--- 原始文档 ---

--------------------------------------------------

1. 标签文本预处理
使用 <PAD> 做标签对齐补齐,使用<GO>和<EOS>对标签做起始和结束标志,用于告诉decoder文本起始与结束,对于某些低频词汇和不关心词汇使用<UNK>标签替代.
2.seq2seq api
- encoder部分
通常使用 lstm 或 gru 进行编码,在其前可以添加cnn做特征抽取
- decoder部分
主要函数是TrainingHelper, GreedyEmbeddingHelper, BasicDecoder, dynamic_decode
TrainingHelper 用于训练时
class TrainingHelper(Helper):
"""A helper for use during training. Only reads inputs.
Returned sample_ids are the argmax of the RNN output logits.
"""
def __init__(self, inputs, sequence_length, time_major=False, name=None):
"""Initializer.
Args:
inputs: A (structure of) input tensors.
sequence_length: An int32 vector tensor.
time_major: Python bool. Whether the tensors in `inputs` are time major.
If `False` (default), they are assumed to be batch major.
name: Name scope for any created operations.
Raises:
ValueError: if `sequence_length` is not a 1D tensor.
"""
input: 上一个时刻的 , 对于第一个解码,输入是 <GO> 对应的的字典下标的向量,经过 embedding 后的矩阵
sequence_length: decoder 目标的长度
GreedyEmbeddingHelper 用于预测时
class GreedyEmbeddingHelper(Helper):
"""A helper for use during inference.
Uses the argmax of the output (treated as logits) and passes the
result through an embedding layer to get the next input.

--------------------------------------------------

--- 所给条目 ---
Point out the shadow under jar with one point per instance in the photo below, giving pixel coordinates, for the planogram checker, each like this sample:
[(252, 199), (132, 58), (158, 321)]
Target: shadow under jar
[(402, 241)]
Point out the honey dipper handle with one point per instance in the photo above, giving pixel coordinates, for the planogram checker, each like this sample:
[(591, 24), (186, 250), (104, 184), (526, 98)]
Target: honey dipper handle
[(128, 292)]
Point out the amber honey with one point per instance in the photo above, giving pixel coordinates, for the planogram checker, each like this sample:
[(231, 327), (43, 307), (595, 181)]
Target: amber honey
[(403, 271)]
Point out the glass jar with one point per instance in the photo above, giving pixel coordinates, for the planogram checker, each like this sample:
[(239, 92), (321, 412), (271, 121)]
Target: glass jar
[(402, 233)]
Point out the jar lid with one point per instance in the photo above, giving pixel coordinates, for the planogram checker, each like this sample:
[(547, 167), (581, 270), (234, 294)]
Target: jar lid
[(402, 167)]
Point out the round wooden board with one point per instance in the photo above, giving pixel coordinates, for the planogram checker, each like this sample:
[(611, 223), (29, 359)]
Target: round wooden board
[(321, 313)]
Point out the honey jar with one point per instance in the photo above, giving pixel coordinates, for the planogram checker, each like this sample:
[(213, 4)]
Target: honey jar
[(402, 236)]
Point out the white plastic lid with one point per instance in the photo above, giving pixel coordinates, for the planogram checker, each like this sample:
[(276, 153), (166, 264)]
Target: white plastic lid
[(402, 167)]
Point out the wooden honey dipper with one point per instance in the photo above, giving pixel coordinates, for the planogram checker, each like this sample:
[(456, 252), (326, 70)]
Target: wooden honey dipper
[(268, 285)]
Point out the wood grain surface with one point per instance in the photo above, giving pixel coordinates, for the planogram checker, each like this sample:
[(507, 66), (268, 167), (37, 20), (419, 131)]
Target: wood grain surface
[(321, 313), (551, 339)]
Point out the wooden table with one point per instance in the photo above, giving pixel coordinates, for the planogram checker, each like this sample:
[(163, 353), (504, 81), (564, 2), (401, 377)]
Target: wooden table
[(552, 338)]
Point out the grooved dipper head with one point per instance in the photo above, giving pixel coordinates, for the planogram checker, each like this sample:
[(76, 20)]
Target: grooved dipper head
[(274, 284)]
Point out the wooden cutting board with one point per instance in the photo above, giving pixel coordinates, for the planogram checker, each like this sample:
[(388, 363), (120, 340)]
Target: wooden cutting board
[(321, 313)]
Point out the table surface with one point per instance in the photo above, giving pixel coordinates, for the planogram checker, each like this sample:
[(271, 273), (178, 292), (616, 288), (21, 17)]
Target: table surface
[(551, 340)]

--------------------------------------------------

--- 任务列表 ---
- a) 请把原始文档中从“name: Name scope”起、一直到“the next input.”为止(含这两处)的部分原样重新录入。
- b) 请根据原始文档回答下列问题,答案按相同序号分行标出:
(i) 对于低频词汇和不关心词汇,用什么标签替代?
(ii) encoder 部分通常使用哪两种网络进行编码?
(iii) 预测时使用的是哪个 helper?
- c) 请判断下列说法是否与原始文档一致。每条答“是”或“否”,并原文引出据以判断的字句:
(i) 在 encoder 之前可以添加 cnn 做特征抽取。
(ii) TrainingHelper 用于预测时。
(iii) time_major 参数默认为 True。
这些条目取自另一来源。

--- 任务答案 ---
- a)
name: Name scope for any created operations.
Raises:
ValueError: if `sequence_length` is not a 1D tensor.
"""
input: 上一个时刻的 , 对于第一个解码,输入是 <GO> 对应的的字典下标的向量,经过 embedding 后的矩阵
sequence_length: decoder 目标的长度
GreedyEmbeddingHelper 用于预测时
class GreedyEmbeddingHelper(Helper):
"""A helper for use during inference.
Uses the argmax of the output (treated as logits) and passes the
result through an embedding layer to get the next input.

- b)
(i) <UNK>
(ii) lstm 或 gru
(iii) GreedyEmbeddingHelper

- c)
(i) 是。“在其前可以添加cnn做特征抽取”
(ii) 否。“TrainingHelper 用于训练时”
(iii) 否。“If `False` (default), they are assumed to be batch major.”